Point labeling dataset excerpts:

* * *

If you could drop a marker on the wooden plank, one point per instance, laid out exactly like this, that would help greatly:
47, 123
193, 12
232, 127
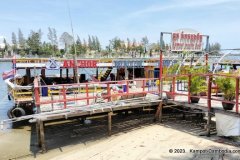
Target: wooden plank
42, 136
110, 123
209, 124
38, 133
158, 114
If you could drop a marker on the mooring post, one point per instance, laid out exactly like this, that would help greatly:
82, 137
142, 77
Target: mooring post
189, 85
64, 97
87, 94
209, 104
209, 124
42, 136
38, 132
110, 123
237, 93
108, 92
173, 87
160, 73
158, 115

* * *

● Requirement
Rename "mooring post" to "dock cleat" in everything from the line containing "If you could drop a marker on the mooring" down to the end of the material, and return only those lines with all other wording left unchanged.

● Result
If you could drop a marker on the dock cleat, one point per instance, laid out exactly like this, that would help greatly:
82, 137
142, 77
Target: dock cleat
189, 85
64, 97
87, 94
209, 104
209, 124
42, 136
38, 132
110, 123
237, 93
108, 92
173, 87
160, 73
158, 115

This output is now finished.